* TASK ITEM
Within the listing, each line that has the string "skyscraper" should be copied.

* TASK DATA
▼▼▼
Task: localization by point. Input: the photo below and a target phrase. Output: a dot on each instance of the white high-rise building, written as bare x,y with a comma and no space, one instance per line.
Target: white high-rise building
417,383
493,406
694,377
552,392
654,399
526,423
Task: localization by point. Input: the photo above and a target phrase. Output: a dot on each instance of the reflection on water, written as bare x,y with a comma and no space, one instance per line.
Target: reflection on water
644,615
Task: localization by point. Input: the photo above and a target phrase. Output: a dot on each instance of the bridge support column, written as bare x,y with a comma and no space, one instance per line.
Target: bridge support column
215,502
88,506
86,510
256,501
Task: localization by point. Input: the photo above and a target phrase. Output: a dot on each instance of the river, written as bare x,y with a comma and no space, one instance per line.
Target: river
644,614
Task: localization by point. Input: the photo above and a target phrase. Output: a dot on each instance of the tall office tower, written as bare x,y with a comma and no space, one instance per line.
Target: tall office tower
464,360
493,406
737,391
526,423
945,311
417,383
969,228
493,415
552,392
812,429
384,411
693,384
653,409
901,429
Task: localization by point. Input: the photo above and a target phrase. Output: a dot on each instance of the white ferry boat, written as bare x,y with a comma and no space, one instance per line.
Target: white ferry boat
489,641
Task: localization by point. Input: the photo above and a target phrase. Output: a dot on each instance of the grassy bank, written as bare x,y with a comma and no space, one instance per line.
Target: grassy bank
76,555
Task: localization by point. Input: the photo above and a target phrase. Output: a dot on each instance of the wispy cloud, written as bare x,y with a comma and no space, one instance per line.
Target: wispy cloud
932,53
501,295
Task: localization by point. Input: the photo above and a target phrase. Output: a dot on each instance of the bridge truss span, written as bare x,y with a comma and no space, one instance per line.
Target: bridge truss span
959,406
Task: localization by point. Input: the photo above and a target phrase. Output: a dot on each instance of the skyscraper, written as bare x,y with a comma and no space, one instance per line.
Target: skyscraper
▲▲▲
* TASK OUTPUT
Task: localization by point. Input: the photo above and a target phrase. Output: a dot on each instance of the skyscraper, written as bare x,y with a comma and no space, one instance per line.
Target: skyscraper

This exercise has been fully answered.